=== What needs to be done ===
Please return the whole listing. Keep each line exactly the same.

START Data to process

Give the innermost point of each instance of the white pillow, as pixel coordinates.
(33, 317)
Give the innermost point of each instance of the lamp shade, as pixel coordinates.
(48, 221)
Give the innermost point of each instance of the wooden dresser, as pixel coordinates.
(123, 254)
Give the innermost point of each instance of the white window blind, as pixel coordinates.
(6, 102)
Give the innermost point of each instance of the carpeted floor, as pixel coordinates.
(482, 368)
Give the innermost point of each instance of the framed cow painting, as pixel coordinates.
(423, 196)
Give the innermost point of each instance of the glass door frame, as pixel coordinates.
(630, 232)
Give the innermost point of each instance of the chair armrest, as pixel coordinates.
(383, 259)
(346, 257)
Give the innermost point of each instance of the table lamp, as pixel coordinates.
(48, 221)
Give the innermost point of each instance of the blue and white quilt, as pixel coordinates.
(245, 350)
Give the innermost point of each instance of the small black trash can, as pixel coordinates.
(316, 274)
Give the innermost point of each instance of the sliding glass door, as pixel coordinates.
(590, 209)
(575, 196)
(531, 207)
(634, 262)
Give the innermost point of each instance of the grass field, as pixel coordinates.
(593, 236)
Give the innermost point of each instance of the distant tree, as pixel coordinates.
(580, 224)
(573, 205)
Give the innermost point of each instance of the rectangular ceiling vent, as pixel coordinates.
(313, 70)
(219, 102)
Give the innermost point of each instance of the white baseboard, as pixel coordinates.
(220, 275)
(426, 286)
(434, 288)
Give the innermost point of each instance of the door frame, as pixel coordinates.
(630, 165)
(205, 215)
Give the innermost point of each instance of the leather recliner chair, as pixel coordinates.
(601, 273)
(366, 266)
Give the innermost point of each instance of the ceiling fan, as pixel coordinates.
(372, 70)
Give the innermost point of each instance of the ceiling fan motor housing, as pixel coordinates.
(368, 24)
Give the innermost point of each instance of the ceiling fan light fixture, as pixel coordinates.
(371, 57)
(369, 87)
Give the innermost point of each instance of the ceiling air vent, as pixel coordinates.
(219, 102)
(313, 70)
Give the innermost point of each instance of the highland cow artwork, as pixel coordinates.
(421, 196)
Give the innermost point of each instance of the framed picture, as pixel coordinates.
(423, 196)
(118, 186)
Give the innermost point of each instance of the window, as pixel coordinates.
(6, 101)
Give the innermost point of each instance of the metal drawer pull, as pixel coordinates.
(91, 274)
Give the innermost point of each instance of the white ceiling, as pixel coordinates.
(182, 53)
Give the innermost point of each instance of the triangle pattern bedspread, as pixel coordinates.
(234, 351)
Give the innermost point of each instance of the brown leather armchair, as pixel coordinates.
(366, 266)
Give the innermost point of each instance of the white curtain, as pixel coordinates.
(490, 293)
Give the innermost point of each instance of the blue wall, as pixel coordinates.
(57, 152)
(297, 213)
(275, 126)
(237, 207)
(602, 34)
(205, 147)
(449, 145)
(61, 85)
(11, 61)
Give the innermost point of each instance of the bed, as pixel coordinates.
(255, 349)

END Data to process

=== Answer to this problem ===
Give the innermost point of each instance of the white pillow, as pixel coordinates.
(33, 317)
Give the innermost point of each instance of the lamp shade, as pixel coordinates.
(48, 221)
Give the innermost point of each instance of the wooden dresser, as pixel coordinates.
(123, 254)
Give the innermost point of each instance of the white window blind, as pixel coordinates.
(6, 102)
Give the innermost point of each instance of the carpeted floor, as pixel coordinates.
(482, 368)
Give the innermost point of each instance of the framed cow painting, as pixel coordinates.
(423, 196)
Give the innermost point of each instance of the glass door frame, as pixel coordinates.
(630, 232)
Give the innermost point of each instance of the chair armrest, as pixel coordinates.
(383, 259)
(346, 257)
Give the innermost point of each instance of the table lamp, as pixel coordinates.
(48, 221)
Give the innermost point of each instance of the blue and white quilt, as pixel coordinates.
(245, 350)
Give the innermost point of each instance of the small black trash can, as pixel coordinates.
(316, 274)
Give the innermost point of each instance of the sliding glass door, as pixel coordinates.
(590, 209)
(575, 196)
(531, 207)
(634, 262)
Give the innermost point of each instance of the grass field, as pixel coordinates.
(593, 236)
Give the innermost point of each instance of the distant tree, as pixel coordinates.
(580, 224)
(573, 205)
Give the innermost point of each instance of the rectangular ceiling vent, as pixel coordinates.
(313, 70)
(219, 102)
Give the innermost point of each instance of the white baseboard, as pixel coordinates.
(220, 275)
(426, 286)
(434, 288)
Give the innermost point of each instance of the door frame, as pixel coordinates.
(630, 165)
(205, 215)
Give the innermost point of each instance of the leather recliner chair, as pixel coordinates.
(601, 273)
(366, 266)
Give the innermost point of each instance of the ceiling fan, as pixel coordinates.
(372, 70)
Give the innermost point of each instance of the ceiling fan motor housing, as pixel coordinates.
(368, 24)
Give the innermost point of each instance of the ceiling fan light fixture, as pixel coordinates.
(371, 57)
(369, 87)
Give the innermost point of each instance of the ceiling air vent, as pixel coordinates.
(219, 102)
(313, 70)
Give the innermost point of each instance of the highland cow artwork, as pixel coordinates.
(421, 196)
Give the innermost point of each instance of the framed picture, as pixel coordinates.
(423, 196)
(118, 186)
Give the innermost point of each instance of the window, as pixel coordinates.
(6, 101)
Give the innermost point of each instance of the metal drawer pull, as pixel coordinates.
(91, 274)
Give the innermost point of each instance of the white ceiling, as pixel coordinates.
(182, 53)
Give the innermost point of each instance of the triangle pattern bedspread, as pixel coordinates.
(234, 351)
Give the innermost point of each instance of the brown leather armchair, as pixel coordinates.
(366, 266)
Give the innermost point of each instance of the white curtain, as pixel coordinates.
(490, 293)
Give the innermost point of each instance of the blue wall, as pixel coordinates.
(57, 152)
(297, 213)
(275, 126)
(237, 207)
(602, 34)
(205, 147)
(449, 145)
(61, 85)
(11, 61)
Give the innermost point of each instance of the bed, as pixel coordinates.
(255, 349)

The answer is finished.